• [Extrait cité]

══════════════════════════════

VIIIe congrès d’Alternative libertaire - Agen - octobre 2006

La lutte des classes se mène au niveau international !




1. La lutte des classes se mène au niveau international !

Si le commerce international existait bien avant que l’on puisse parler de capitalisme, les choix stratégiques effectués par les multinationales et les États pour sortir de la crise économique rampante qui a marqué la fin des Trente Glorieuses ont véritablement changé la donne en ce qui concerne la place des relations internationaleS dans les rapports de classes. Nous ne pouvons qu’être d’accord avec William Pfaff, directeur du Social Science Research Council à New York et chroniqueur depuis plus de vingt ans à l’International Herald Tribune, quand il écrit dans ce même journal, le 30 mars 2006, dans un article intitulé « Capitalism under fire » : « La mondialisation, dont une des conséquences primordiales a été de faire entrer les travailleurs des sociétés développées en compétition avec ceux des pays les plus pauvres du monde, a amené des changements radicaux [...] Je me contenterai de citer l’économiste classique David Ricardo et sa “loi d’airain des salaires”, qui veut que lorsqu’il existe une compétition salariale et que les ressources humaines sont illimitées, les salaires baissent à un niveau situé juste au dessus de la simple survie. Jamais auparavant les ressources humaines n’avaient été en quantité illimitée. Elles le sont désormais grâce à la mondialisation - et ce n’est qu’un début. »

Car la mondialisation capitaliste vise précisément et uniquement, en mettant en concurrence les législations sociales et environnementales, à faire baisser partout les normes protectrices pour permettre à une petite minorité de maximiser à court terme ses profits. Cette mise en concurrence est un des éléments fondamentaux qui ont permis aux capitalistes de mener cette offensive tous azimuts contre la protection sociale, les législations sociales, les droits à la retraite, les salaires, bref tous les aspects de la vie des travailleurs. Avec l’écroulement des régimes de l’Est ou l’alignement de partis communistes (exemple de la Chine, du Vietnam,...), le capitalisme occidental s’est offert de nouveaux territoires de chasse au sein desquels la question des réformes prend la forme de la liquidation de toutes les « contraintes d’État » susceptibles de créer des entraves à leurs exigences sans limite.

Les institutions internationales comme le FMI (Fond Monétaire International), la Banque Mondiale ou l’OMC (Organisation Mondiale du Commerce) sont les instruments que les capitalistes se donnent non seulement pour réguler leurs divergences d’intérêts, mais surtout pour étendre leur emprise sur toutes les régions du monde et sur tous les aspects de la vie humaine. En particulier, les gouvernements des pays du Sud, via le FMI et la Banque Mondiale, sont soumis à des pressions considérables pour leur faire imposer à leur population les recettes ultra-libérales. L’OMC, quant à elle, constitue le principal instrument pour organiser au niveau planétaire la soumission de toutes les législations aux impératifs économiques des capitalistes et pour combattre toute velléité gouvernementale de mener une politique en contradiction avec les intérêts capitalistes.

══════════════════════════════

• [Actions à mener]
(a) Énumérez toutes les institutions internationales que l'extrait cité présente comme des instruments des capitalistes.
(b) Recopiez mot pour mot le passage de l'extrait cité qui va de « Les institutions internationales » jusqu'à « les intérêts capitalistes. ».

• [Extrait des données]
══════════════════════════════

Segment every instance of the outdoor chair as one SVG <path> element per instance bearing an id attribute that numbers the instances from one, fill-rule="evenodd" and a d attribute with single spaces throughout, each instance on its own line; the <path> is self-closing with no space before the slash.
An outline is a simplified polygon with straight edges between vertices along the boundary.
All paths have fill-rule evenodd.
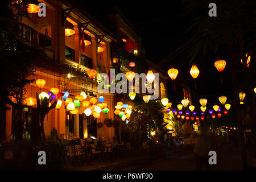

══════════════════════════════

• [Réponses complètes]
(a)
- le FMI
- la Banque Mondiale
- l'OMC

(b)
Les institutions internationales comme le FMI (Fond Monétaire International), la Banque Mondiale ou l’OMC (Organisation Mondiale du Commerce) sont les instruments que les capitalistes se donnent non seulement pour réguler leurs divergences d’intérêts, mais surtout pour étendre leur emprise sur toutes les régions du monde et sur tous les aspects de la vie humaine. En particulier, les gouvernements des pays du Sud, via le FMI et la Banque Mondiale, sont soumis à des pressions considérables pour leur faire imposer à leur population les recettes ultra-libérales. L’OMC, quant à elle, constitue le principal instrument pour organiser au niveau planétaire la soumission de toutes les législations aux impératifs économiques des capitalistes et pour combattre toute velléité gouvernementale de mener une politique en contradiction avec les intérêts capitalistes.